#### YOUR OBJECTIVE:
Could you copy each of the rows below word for word, keeping every line as it stands?

--- begin ---

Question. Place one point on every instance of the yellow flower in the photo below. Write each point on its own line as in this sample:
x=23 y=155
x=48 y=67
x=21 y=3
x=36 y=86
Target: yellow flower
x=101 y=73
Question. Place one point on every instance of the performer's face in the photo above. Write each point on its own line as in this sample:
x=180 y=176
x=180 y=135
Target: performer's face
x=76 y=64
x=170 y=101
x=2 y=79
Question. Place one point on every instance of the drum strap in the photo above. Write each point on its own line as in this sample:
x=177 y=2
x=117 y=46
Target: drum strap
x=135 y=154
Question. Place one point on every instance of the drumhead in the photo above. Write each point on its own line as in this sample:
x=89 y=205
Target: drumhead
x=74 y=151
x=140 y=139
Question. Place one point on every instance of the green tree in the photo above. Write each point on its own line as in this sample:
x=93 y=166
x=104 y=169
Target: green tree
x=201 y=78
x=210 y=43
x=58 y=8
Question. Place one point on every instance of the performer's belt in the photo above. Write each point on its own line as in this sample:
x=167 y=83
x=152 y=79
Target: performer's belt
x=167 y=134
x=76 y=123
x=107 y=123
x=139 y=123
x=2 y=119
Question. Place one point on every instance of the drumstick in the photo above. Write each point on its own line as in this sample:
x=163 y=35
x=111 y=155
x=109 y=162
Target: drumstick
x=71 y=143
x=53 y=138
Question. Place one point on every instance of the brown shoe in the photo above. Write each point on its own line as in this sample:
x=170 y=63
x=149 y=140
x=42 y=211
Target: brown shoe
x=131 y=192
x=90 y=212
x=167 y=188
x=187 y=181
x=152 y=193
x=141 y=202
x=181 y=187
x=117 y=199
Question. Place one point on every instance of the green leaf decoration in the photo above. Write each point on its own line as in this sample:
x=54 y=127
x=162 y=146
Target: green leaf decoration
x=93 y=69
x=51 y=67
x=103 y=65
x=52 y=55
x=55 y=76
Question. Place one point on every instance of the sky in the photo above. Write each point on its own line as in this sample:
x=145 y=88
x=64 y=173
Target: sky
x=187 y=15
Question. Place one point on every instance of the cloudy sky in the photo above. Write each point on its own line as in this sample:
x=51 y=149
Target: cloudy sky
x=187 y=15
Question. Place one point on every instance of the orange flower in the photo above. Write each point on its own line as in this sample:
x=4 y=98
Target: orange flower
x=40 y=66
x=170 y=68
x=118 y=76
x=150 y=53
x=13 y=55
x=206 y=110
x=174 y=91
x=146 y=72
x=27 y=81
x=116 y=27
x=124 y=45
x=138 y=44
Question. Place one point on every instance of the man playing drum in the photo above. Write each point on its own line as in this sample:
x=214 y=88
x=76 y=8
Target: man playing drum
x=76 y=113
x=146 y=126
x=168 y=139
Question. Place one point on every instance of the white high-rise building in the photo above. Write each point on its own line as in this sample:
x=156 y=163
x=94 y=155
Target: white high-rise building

--- end ---

#### TASK SOLUTION:
Question. Place one point on every instance of the yellow flower in the photo below. Write each point on its own line as in this sample:
x=23 y=155
x=48 y=67
x=21 y=3
x=36 y=86
Target: yellow flower
x=101 y=73
Question. Place one point on every instance of the performer's face in the photo above. Write each point on its own line as in this sample:
x=180 y=176
x=180 y=135
Target: performer's face
x=76 y=64
x=170 y=101
x=2 y=79
Question. Place one point on every instance of the drum strap in the photo above. Write each point on its own line as in this sample:
x=177 y=2
x=117 y=46
Target: drum strap
x=135 y=154
Question. Place one point on every instance of the drumhead in the photo above. Write each point on its own line as in this sample:
x=89 y=205
Target: drumhead
x=74 y=151
x=140 y=139
Question. Place one point on every instance of the green tree in the photo above. Write each point on its own line as in this sample:
x=93 y=166
x=104 y=169
Target: green tree
x=201 y=78
x=210 y=43
x=58 y=8
Question. Place one point on every instance of the performer's belt in the photo above. Write each point on its own line as in this sample:
x=167 y=83
x=152 y=79
Target: performer's belt
x=167 y=134
x=76 y=123
x=107 y=123
x=139 y=123
x=2 y=119
Question. Place one point on every instance of the drumstick in the photo above. Write each point on its own line as in this sample:
x=163 y=35
x=111 y=155
x=109 y=162
Target: drumstick
x=71 y=143
x=53 y=138
Question. Place one point on every instance of the brown shoe in the photo above. Write each point on its own line as in this sample:
x=170 y=63
x=149 y=140
x=42 y=211
Target: brown shoe
x=131 y=192
x=90 y=212
x=167 y=188
x=187 y=181
x=152 y=193
x=141 y=202
x=181 y=187
x=117 y=199
Question. Place one point on every instance of the green leaf decoration in the photo above. Write each point on its own line as in this sample:
x=54 y=127
x=162 y=146
Target: green leaf decoration
x=93 y=69
x=51 y=67
x=103 y=65
x=52 y=55
x=55 y=76
Question. Place one point on every instance of the sky in the photo above. Write each point on its own line as in this sample:
x=145 y=88
x=64 y=173
Target: sky
x=187 y=15
Question. Place one point on every instance of the cloudy sky in the photo above. Write each point on its own line as in this sample:
x=51 y=149
Target: cloudy sky
x=187 y=15
Question. Place one point on every instance of the orange flower in the photo above. Write each point on its own line as in this sample:
x=4 y=98
Target: orange flower
x=40 y=66
x=170 y=68
x=118 y=76
x=150 y=53
x=13 y=55
x=206 y=110
x=174 y=91
x=146 y=72
x=27 y=81
x=116 y=27
x=124 y=45
x=138 y=44
Question. Place one point on every instance of the man playing drum in the photo above. Write each point on its own line as in this sample:
x=214 y=88
x=76 y=8
Target: man playing drum
x=76 y=113
x=146 y=126
x=168 y=139
Question. Place one point on every instance of the white high-rise building in the photo above. Write each point on its own line as in this sample:
x=156 y=163
x=94 y=155
Target: white high-rise building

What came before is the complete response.